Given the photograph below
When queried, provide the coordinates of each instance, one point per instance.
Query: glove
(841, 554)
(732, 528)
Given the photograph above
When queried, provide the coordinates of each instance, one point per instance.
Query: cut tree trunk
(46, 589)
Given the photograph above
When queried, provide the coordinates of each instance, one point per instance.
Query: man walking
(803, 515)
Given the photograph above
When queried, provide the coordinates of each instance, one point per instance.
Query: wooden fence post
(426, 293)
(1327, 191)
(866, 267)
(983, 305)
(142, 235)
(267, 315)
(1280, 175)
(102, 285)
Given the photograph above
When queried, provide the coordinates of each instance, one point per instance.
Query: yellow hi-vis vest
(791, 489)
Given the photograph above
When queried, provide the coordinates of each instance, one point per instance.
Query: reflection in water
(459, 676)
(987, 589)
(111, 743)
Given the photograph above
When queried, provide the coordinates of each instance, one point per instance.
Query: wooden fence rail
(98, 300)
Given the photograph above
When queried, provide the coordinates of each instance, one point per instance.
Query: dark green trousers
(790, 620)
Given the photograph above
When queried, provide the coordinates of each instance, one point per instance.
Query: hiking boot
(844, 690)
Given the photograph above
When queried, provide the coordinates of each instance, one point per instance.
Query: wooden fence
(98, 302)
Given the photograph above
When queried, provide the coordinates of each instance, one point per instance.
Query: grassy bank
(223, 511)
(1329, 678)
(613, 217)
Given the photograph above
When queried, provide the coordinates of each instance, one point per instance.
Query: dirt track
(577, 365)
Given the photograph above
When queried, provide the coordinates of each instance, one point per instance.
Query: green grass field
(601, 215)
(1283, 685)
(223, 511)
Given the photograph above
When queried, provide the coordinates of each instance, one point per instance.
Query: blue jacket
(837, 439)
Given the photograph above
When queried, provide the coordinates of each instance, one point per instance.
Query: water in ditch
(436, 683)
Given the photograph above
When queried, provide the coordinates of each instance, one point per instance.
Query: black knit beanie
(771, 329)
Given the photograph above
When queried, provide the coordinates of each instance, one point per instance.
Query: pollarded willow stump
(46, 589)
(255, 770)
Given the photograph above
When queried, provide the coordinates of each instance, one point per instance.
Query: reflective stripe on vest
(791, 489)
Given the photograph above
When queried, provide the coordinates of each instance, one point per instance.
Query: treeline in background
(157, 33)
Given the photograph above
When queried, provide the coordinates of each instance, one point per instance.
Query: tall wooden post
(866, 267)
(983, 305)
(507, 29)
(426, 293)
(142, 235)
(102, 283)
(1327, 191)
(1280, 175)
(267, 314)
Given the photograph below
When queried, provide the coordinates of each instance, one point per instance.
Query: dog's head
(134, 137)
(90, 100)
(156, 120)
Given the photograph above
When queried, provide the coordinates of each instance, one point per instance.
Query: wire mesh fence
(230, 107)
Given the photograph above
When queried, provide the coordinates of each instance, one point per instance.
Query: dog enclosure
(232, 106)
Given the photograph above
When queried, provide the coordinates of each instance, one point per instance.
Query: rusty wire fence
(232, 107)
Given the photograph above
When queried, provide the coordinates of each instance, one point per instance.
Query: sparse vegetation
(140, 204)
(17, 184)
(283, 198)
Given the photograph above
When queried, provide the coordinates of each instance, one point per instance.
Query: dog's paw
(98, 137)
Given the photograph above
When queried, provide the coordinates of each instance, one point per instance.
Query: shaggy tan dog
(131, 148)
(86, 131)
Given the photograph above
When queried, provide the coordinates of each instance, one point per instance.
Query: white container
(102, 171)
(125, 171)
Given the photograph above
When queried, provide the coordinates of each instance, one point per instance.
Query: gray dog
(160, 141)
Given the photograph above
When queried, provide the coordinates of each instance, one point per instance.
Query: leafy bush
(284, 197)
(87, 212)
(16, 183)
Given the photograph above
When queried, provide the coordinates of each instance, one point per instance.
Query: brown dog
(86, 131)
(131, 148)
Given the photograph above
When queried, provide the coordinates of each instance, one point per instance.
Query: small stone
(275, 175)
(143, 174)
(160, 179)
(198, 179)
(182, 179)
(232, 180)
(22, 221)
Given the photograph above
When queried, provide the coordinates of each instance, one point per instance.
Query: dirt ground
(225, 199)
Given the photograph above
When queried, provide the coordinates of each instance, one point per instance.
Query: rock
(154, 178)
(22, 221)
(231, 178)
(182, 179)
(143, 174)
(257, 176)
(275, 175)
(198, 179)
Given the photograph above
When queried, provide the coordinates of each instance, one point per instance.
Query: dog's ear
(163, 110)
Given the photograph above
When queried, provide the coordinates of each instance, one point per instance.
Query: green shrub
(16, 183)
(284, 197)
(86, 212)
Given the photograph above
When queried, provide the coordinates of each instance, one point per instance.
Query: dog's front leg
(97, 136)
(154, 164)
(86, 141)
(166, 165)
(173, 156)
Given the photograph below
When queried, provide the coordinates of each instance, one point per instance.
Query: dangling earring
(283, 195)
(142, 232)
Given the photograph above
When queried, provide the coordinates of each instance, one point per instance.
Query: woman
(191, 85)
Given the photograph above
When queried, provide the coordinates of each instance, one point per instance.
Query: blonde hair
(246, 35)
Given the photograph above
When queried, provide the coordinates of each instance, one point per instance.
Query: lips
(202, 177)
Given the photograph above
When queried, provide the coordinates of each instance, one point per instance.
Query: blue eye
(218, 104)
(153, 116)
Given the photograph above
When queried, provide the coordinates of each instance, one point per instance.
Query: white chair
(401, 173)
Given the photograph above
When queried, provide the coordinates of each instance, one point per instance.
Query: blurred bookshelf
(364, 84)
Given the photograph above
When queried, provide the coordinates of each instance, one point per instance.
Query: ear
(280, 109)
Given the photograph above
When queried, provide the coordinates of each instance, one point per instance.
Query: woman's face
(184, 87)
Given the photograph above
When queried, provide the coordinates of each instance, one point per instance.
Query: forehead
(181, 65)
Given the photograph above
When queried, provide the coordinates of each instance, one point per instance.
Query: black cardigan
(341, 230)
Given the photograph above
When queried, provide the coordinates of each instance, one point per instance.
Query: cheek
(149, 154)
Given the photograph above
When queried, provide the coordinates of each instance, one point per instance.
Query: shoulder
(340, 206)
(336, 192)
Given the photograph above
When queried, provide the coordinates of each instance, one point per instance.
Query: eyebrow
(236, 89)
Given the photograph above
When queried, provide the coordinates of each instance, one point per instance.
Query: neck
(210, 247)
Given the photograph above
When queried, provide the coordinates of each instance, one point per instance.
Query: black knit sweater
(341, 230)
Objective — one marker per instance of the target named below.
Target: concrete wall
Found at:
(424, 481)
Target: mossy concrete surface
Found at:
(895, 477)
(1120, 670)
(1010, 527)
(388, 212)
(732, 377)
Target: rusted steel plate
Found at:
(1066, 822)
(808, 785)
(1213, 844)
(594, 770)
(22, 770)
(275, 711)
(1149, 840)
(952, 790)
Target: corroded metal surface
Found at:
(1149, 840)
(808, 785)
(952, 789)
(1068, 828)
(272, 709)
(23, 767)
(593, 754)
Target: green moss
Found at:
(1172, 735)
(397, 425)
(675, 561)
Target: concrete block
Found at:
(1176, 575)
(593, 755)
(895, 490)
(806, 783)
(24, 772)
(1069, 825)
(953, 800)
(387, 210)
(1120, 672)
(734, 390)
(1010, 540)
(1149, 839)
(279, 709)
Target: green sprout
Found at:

### [How to complete this task]
An exact copy of every entry is what is needed here.

### [Answer for this exercise]
Given the photograph below
When queried, provide the coordinates of each instance, one point per instance.
Query: glove
(841, 554)
(732, 528)
Given the photograph above
When queried, provide the coordinates of each instance, one point per instance.
Query: cut tree trunk
(46, 589)
Given the photograph above
When queried, provide the coordinates of each instance, one point per instance.
Query: man walking
(803, 515)
Given the photograph above
When queried, provide the coordinates of each instance, one point per instance.
Query: wooden fence post
(426, 293)
(1327, 191)
(866, 267)
(983, 305)
(142, 235)
(267, 315)
(1280, 175)
(102, 285)
Given the photograph above
When queried, provide the coordinates of each instance, one point per instance.
Query: yellow hi-vis vest
(791, 489)
Given the photograph above
When queried, provide the coordinates of each instance, one point per instance.
Query: reflection in water
(459, 676)
(987, 589)
(111, 743)
Given the photograph above
When queried, provide the coordinates of each instance, one point per instance.
Query: wooden fence rail
(98, 300)
Given the photograph above
When queried, provide the coordinates of each instance, one point per instance.
Query: dark green trousers
(790, 620)
Given the photograph above
When queried, provide the coordinates of each instance, one point per instance.
Query: hiking boot
(844, 690)
Given the photograph above
When queried, provide the coordinates of each instance, one point per instance.
Query: wooden fence
(98, 302)
Given the photograph above
When queried, provide the coordinates of each instance, one point per instance.
Query: grassy bank
(223, 511)
(1329, 678)
(613, 217)
Given the photograph above
When queried, provide the coordinates of each instance, one point per instance.
Query: dirt track
(577, 365)
Given the photograph above
When queried, provide the coordinates of each instance, one point per instance.
Query: green grass field
(601, 215)
(1283, 685)
(223, 511)
Given the photograph above
When queried, provide the coordinates of each instance, one point per instance.
Query: blue jacket
(837, 439)
Given the photograph above
When queried, provide the coordinates of each instance, one point per instance.
Query: water in ditch
(436, 683)
Given the photograph above
When queried, provide the coordinates of each instance, one point per instance.
Query: black knit beanie
(771, 329)
Given the photograph above
When queried, provide the coordinates of each instance, one point per instance.
Query: pollarded willow stump
(46, 589)
(255, 770)
Given the photograph above
When queried, provide the coordinates of each instance, one point per instance.
Query: reflective stripe on vest
(791, 489)
Given the photograph above
When queried, provide the coordinates of each instance, one point per instance.
Query: treeline in background
(157, 33)
Given the photograph above
When queried, provide the coordinates of each instance, one point per instance.
Query: tall wooden post
(866, 267)
(983, 305)
(507, 29)
(426, 293)
(142, 235)
(102, 283)
(1327, 191)
(1280, 175)
(267, 314)
Given the photograph below
When queried, provide the coordinates of each instance, one point per instance.
Query: dog's head
(134, 137)
(90, 100)
(156, 120)
Given the photograph above
When queried, provide the coordinates of each instance, one point per instance.
Query: wire mesh fence
(230, 107)
Given the photograph above
When queried, provide the coordinates of each instance, one point per instance.
Query: dog enclosure
(232, 106)
Given the photograph above
When queried, provide the coordinates of each instance, one point per instance.
Query: rusty wire fence
(232, 107)
Given the photograph above
When queried, provide the coordinates of each instance, one point per instance.
Query: sparse vegetation
(140, 204)
(17, 184)
(283, 198)
Given the photograph above
When queried, provide the coordinates of each instance, one point per instance.
Query: dog's paw
(98, 137)
Given the photograph above
When queried, provide the coordinates of each instance, one point per instance.
Query: shaggy tan dog
(131, 148)
(86, 131)
Given the photograph above
When queried, provide the coordinates of each instance, one point per instance.
Query: white container
(102, 171)
(125, 171)
Given the photograph above
When queried, provide the coordinates of each instance, one point per instance.
Query: gray dog
(160, 141)
Given the photograph above
When queried, provide the coordinates of each instance, one point per instance.
Query: leafy bush
(284, 197)
(87, 212)
(16, 183)
Given the photograph above
When queried, provide the coordinates of each instance, one point per instance.
Query: brown dog
(86, 131)
(131, 148)
Given the photograph above
When queried, provide the coordinates of each instance, one point per instance.
Query: small stone
(275, 175)
(143, 174)
(160, 179)
(198, 179)
(182, 179)
(232, 180)
(22, 221)
Given the photograph above
When queried, provide the coordinates of each instance, one point per instance.
Query: dirt ground
(225, 199)
Given the photograph above
When queried, provide the coordinates of each instance, one point per instance.
Query: rock
(154, 178)
(22, 221)
(231, 178)
(182, 179)
(143, 174)
(257, 176)
(275, 175)
(198, 179)
Given the photograph above
When queried, provide the coordinates of each instance, one point per instance.
Query: dog's ear
(163, 110)
Given the photograph above
When queried, provide the coordinates of each instance, one point per instance.
Query: green shrub
(16, 183)
(284, 197)
(86, 212)
Given the photograph above
When queried, provide the coordinates of each instance, one point per instance.
Query: dog's front leg
(97, 136)
(154, 164)
(86, 141)
(166, 165)
(173, 156)
Given the photograph below
When queried, provide the coordinates of each instance, one point per instance.
Query: dangling earring
(283, 195)
(142, 232)
Given the photograph above
When queried, provide the coordinates of each instance, one point per instance.
Query: woman
(191, 85)
Given the photograph above
When queried, provide the coordinates of each instance, one point per instance.
Query: blonde hair
(246, 35)
Given the photograph above
When queried, provide the coordinates of each instance, one point per instance.
Query: lips
(202, 177)
Given the photograph above
When queried, provide the coordinates of each instance, one point per instance.
Query: blue eye
(218, 104)
(153, 116)
Given the photograph above
When queried, provide the coordinates of each instance, one point per instance.
Query: white chair
(401, 173)
Given the photograph above
When queried, provide the coordinates of each instance, one point per instance.
Query: blurred bookshelf
(364, 84)
Given the photograph above
When queried, provide the coordinates of each instance, one point per instance.
Query: ear
(280, 109)
Given the photograph above
When queried, provide the coordinates of each instance, one point per instance.
Query: woman's face
(184, 87)
Given the photograph above
When queried, provide the coordinates of each instance, one point per instance.
Query: forehead
(181, 65)
Given the photograph above
When queried, provide the coordinates of each instance, one point per instance.
Query: black cardigan
(341, 230)
Given the photograph above
When queried, provide the coordinates of each instance, one point per instance.
Query: cheek
(149, 154)
Given the photograph above
When queried, provide the coordinates of each instance, one point per instance.
Query: shoulder
(340, 206)
(336, 192)
Given the photograph above
When queried, provide the coordinates of each instance, one point per instance.
Query: eyebrow
(236, 89)
Given the photograph above
When queried, provide the coordinates of each instance, one point per instance.
Query: neck
(210, 247)
Given the photograph above
When queried, provide the coordinates of each instance, one point per instance.
Query: black knit sweater
(341, 230)
Objective — one marker per instance of the target named below.
Target: concrete wall
Found at:
(424, 481)
Target: mossy concrete surface
Found at:
(895, 477)
(1120, 670)
(1010, 527)
(388, 212)
(732, 377)
Target: rusted steel plate
Found at:
(1066, 822)
(808, 785)
(1213, 844)
(594, 770)
(22, 770)
(275, 711)
(1149, 840)
(952, 790)
Target: corroded metal surface
Found at:
(1149, 840)
(808, 785)
(952, 789)
(1068, 828)
(272, 709)
(23, 767)
(593, 754)
Target: green moss
Found at:
(1172, 735)
(397, 425)
(675, 561)
Target: concrete block
Found at:
(1176, 575)
(593, 755)
(895, 490)
(806, 783)
(24, 772)
(1069, 825)
(953, 800)
(387, 210)
(1120, 672)
(734, 390)
(1010, 540)
(1149, 839)
(279, 709)
Target: green sprout
Found at:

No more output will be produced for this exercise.